TEXT SEGMENT —
Begin
The obligations of the Company in connection with any Ordinary Share and any purchase, underwriting or similar agreement or document relating thereto:

 

  (a)

will be subject to the laws from time to time in effect relating to bankruptcy, insolvency, liquidation, possessory liens, rights of set off, reorganisation, amalgamation, merger, consolidation, moratorium, bribery, corruption, money laundering, terrorist financing, proliferation financing or any other laws or legal procedures, whether of a similar nature or otherwise, generally affecting the rights of creditors as well as applicable international sanctions;

 

  (b)

will be subject to statutory limitation of the time within which proceedings may be brought;

 

  (c)

will be subject to general principles of equity and, as such, specific performance and injunctive relief, being equitable remedies, may not be available;

 

  (d)

may not be given effect to by a Bermuda court if and to the extent they constitute the payment of an amount which is in the nature of a penalty; and

 

  (e)

may not be given effect by a Bermuda court to the extent that they are to be performed in a jurisdiction outside Bermuda and such performance would be illegal under the laws of that jurisdiction. Notwithstanding any contractual submission to the exclusive or non-exclusive jurisdiction of specific courts, a Bermuda court has inherent discretion to stay or allow proceedings in the Bermuda courts.
End
WRITTEN EXERCISE 1 — In the text on the Company's obligations, change "penalty" to "forfeiture" and give the passage from "will be subject to general" up to and including "the Bermuda courts.".
WRITTEN EXERCISE 2 — In the text on the Company's obligations, what discretion does a Bermuda court have notwithstanding any contractual submission to the jurisdiction of specific courts?

RECORD SET —
Begin
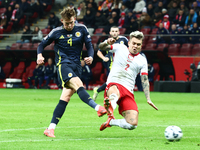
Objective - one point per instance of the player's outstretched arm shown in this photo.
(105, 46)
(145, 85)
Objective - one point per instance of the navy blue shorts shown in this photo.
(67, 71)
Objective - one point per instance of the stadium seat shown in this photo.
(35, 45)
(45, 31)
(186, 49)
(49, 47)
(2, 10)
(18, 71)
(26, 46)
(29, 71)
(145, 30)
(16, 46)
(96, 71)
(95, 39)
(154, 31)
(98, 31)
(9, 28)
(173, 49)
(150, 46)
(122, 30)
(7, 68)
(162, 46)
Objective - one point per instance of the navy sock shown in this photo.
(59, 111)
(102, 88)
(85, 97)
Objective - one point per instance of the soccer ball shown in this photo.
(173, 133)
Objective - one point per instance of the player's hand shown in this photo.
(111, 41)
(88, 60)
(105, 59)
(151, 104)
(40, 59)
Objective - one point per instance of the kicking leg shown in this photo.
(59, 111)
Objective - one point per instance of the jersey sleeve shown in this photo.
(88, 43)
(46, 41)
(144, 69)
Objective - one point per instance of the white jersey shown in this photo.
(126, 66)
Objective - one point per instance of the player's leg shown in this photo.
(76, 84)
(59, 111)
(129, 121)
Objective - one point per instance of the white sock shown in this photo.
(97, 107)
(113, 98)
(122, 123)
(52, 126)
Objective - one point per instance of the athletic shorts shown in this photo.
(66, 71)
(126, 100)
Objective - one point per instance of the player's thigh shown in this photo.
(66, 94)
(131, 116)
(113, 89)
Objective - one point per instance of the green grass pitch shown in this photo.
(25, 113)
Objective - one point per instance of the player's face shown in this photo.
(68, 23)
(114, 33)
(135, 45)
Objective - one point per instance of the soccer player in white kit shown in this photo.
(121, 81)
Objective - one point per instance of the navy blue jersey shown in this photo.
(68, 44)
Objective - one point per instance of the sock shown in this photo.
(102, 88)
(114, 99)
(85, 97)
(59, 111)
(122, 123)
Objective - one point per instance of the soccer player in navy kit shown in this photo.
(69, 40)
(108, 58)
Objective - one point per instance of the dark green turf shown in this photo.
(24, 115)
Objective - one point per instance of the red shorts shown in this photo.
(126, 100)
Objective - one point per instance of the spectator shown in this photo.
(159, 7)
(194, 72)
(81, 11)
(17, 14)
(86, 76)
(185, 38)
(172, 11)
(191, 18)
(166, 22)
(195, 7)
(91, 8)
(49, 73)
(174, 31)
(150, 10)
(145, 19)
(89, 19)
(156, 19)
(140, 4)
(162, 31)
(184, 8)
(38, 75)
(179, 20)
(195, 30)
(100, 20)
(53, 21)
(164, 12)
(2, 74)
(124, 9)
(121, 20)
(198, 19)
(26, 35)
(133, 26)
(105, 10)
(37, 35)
End
Begin
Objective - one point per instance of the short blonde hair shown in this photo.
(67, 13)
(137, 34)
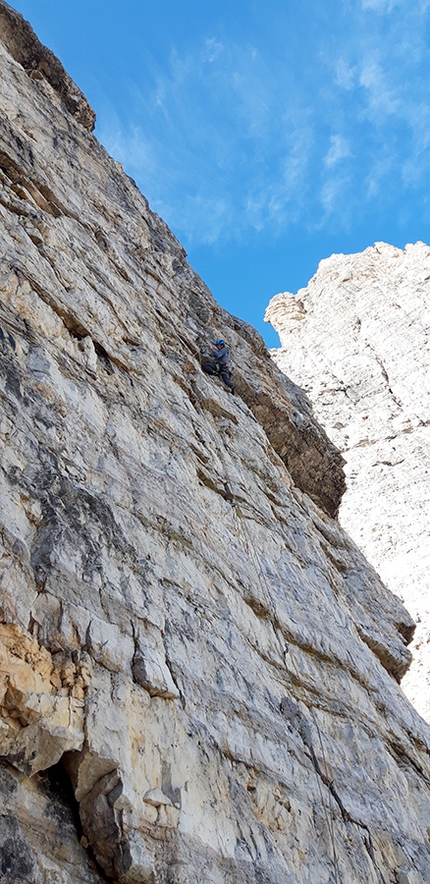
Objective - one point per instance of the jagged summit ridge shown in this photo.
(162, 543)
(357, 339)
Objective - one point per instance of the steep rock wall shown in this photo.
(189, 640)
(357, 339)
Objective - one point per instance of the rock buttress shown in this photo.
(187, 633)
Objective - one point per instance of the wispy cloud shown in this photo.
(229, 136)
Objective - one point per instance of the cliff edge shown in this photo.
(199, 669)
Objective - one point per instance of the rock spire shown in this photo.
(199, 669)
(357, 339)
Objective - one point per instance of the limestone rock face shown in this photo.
End
TASK OUTPUT 1 —
will be subject to general principles of equity and, as such, specific performance and injunctive relief, being equitable remedies, may not be available;

 

  (d)

may not be given effect to by a Bermuda court if and to the extent they constitute the payment of an amount which is in the nature of a forfeiture; and

 

  (e)

may not be given effect by a Bermuda court to the extent that they are to be performed in a jurisdiction outside Bermuda and such performance would be illegal under the laws of that jurisdiction. Notwithstanding any contractual submission to the exclusive or non-exclusive jurisdiction of specific courts, a Bermuda court has inherent discretion to stay or allow proceedings in the Bermuda courts.

TASK OUTPUT 2 — It has inherent discretion to stay or allow proceedings in the Bermuda courts.